WHAT IS BEING ASKED: What you return should match every entry, character for character.

DATASET EXCERPTS:
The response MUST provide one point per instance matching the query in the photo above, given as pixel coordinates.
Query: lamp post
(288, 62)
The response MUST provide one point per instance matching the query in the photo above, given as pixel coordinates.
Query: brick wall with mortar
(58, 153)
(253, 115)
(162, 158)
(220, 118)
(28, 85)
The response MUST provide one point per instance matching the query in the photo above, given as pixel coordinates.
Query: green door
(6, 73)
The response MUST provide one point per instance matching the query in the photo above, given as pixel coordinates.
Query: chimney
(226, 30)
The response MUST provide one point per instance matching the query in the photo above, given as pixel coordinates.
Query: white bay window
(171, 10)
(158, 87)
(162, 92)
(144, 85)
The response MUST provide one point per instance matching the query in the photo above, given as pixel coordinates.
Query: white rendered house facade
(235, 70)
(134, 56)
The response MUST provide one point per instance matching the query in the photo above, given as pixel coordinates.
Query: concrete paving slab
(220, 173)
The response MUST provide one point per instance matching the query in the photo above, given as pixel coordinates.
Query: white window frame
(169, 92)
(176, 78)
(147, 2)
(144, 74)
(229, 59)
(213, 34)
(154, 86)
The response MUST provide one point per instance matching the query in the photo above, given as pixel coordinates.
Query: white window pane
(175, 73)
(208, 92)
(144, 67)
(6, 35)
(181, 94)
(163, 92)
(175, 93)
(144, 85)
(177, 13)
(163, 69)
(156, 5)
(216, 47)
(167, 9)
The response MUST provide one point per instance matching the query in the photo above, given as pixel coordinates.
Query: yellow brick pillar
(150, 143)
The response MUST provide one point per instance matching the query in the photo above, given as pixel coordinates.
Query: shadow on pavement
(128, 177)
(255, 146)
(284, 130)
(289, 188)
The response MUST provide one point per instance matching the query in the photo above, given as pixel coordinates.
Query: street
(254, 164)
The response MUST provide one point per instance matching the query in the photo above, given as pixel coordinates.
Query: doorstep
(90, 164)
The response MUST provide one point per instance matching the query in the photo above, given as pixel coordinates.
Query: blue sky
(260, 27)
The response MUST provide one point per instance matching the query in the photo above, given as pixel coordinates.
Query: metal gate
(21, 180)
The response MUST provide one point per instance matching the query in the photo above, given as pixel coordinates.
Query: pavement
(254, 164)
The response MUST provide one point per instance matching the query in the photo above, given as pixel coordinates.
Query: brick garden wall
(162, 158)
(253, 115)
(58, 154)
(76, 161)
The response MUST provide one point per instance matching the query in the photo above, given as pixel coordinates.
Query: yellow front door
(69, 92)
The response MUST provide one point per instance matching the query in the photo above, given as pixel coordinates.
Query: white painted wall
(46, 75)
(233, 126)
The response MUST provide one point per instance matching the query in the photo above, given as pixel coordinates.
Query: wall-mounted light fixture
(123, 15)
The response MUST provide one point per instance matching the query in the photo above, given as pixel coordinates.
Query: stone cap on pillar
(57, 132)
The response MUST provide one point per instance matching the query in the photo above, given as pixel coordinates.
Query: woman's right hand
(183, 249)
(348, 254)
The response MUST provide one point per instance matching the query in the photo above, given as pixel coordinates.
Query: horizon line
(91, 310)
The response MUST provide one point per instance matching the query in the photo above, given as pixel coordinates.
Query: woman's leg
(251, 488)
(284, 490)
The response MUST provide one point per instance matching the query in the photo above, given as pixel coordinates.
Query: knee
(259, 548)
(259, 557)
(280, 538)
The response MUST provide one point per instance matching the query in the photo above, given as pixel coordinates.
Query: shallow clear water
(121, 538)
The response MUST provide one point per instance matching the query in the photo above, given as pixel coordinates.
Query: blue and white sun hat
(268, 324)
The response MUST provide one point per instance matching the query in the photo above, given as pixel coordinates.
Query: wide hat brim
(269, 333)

YOUR RESPONSE:
The response MUST provide one point per instance matching the query in the photo above, given as pixel coordinates.
Query: lamp post
(288, 62)
The response MUST provide one point per instance matching the query in the photo above, given as pixel coordinates.
Query: brick wall with mortar
(58, 153)
(253, 115)
(162, 158)
(220, 118)
(28, 85)
The response MUST provide one point per instance matching the query in the photo above, given as pixel coordinates.
Query: green door
(6, 73)
The response MUST provide one point per instance matching the query in the photo above, given as pixel coordinates.
Query: chimney
(226, 30)
The response MUST provide one point per instance matching the query in the photo above, given as pixel coordinates.
Query: white bay window
(171, 10)
(158, 87)
(162, 92)
(144, 85)
The response MUST provide one point per instance matching the query in the photo above, given as pixel coordinates.
Query: white rendered house facade
(235, 70)
(134, 56)
The response MUST provide one point per instance matching the query in the photo above, given as pixel coordinates.
Query: concrete paving slab
(220, 173)
The response MUST provide one point per instance matching the query in the photo above, given as pixel coordinates.
Query: white window frame
(169, 92)
(176, 78)
(147, 2)
(144, 74)
(229, 59)
(213, 34)
(154, 86)
The response MUST provide one point per instance matching the query in the photo above, given as pixel coordinates.
Query: white window pane
(175, 73)
(208, 92)
(144, 67)
(6, 35)
(181, 94)
(163, 92)
(175, 93)
(144, 85)
(177, 13)
(163, 69)
(156, 5)
(216, 47)
(167, 9)
The response MUST provide one point per instance matching the query in the photo above, given as pixel coordinates.
Query: yellow brick pillar
(150, 143)
The response MUST provide one point per instance matching the query in the photo above, given as pixel coordinates.
Query: shadow on pavement
(128, 177)
(255, 146)
(284, 130)
(289, 188)
The response MUST provide one point per instance matching the query in the photo above, given as pixel coordinates.
Query: street
(254, 164)
The response MUST provide one point per instance matching the query in the photo above, given as pixel coordinates.
Query: doorstep
(90, 164)
The response MUST provide one point per instance matching the query in the photo above, given as pixel coordinates.
Query: blue sky
(260, 27)
The response MUST provide one point per instance matching the query in the photo above, given as pixel coordinates.
Query: metal gate
(21, 180)
The response MUST provide one point per instance matching the query in the photo above, given as pixel coordinates.
Query: pavement
(254, 164)
The response MUST provide one point per instance matching the query in the photo above, given as pixel coordinates.
Query: brick garden wall
(162, 158)
(253, 115)
(58, 154)
(76, 161)
The response MUST provide one point per instance matching the query in the photo above, given as pixel coordinates.
Query: yellow front door
(69, 92)
The response MUST provide one point per instance matching the query in the photo above, given as pixel coordinates.
Query: white painted wall
(46, 75)
(233, 126)
The response MUST provide one point per instance matching the query in the photo above, given as pixel coordinates.
Query: wall-mounted light fixture
(123, 15)
The response MUST provide one point per instance matching the query in the photo above, given as pixel coordinates.
Query: stone cap on pillar
(57, 132)
The response MUST provide one point per instance matching the query in the photo above, given as pixel coordinates.
Query: woman's right hand
(183, 249)
(348, 254)
The response MUST provide one point per instance matching the query in the photo above, given as pixel coordinates.
Query: horizon line
(91, 310)
The response MUST provide one point per instance matching the query in the photo above, given as pixel coordinates.
Query: woman's leg
(251, 488)
(284, 490)
The response MUST provide one point per instance matching the query in the photo above, given as pixel coordinates.
Query: knee
(259, 548)
(259, 557)
(280, 538)
The response MUST provide one point per instance matching the query in the photo above, given as pixel coordinates.
Query: shallow clear water
(121, 538)
The response MUST provide one point per instance matching the query in the photo above, given as pixel coordinates.
Query: blue and white sun hat
(268, 324)
The response MUST provide one point per instance matching the query in the photo above, given as pixel coordinates.
Query: wide hat brim
(269, 333)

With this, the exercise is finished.